— INSTRUCTIONS FOR THE TASK —
Could you lay out the listing below as a two-column CSV headed text and points, putting each text and the answer that follows it on a single row? Wrap every field in double quotes, turn line breaks into spaces, and leave the pictures out.

— EXCERPTED RECORDS —
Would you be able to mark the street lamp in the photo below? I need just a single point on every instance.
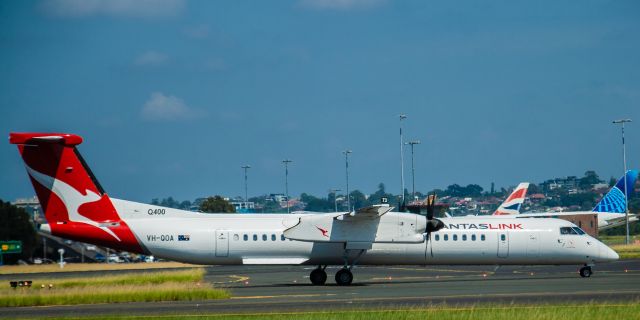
(286, 179)
(402, 117)
(413, 171)
(335, 198)
(346, 165)
(624, 164)
(246, 198)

— RESPONSE —
text,points
"Would you be able to mark the street lamp in the photo below? I need just a single point on every instance.","(286, 179) (402, 117) (413, 171) (335, 198) (346, 165) (624, 164) (246, 198)"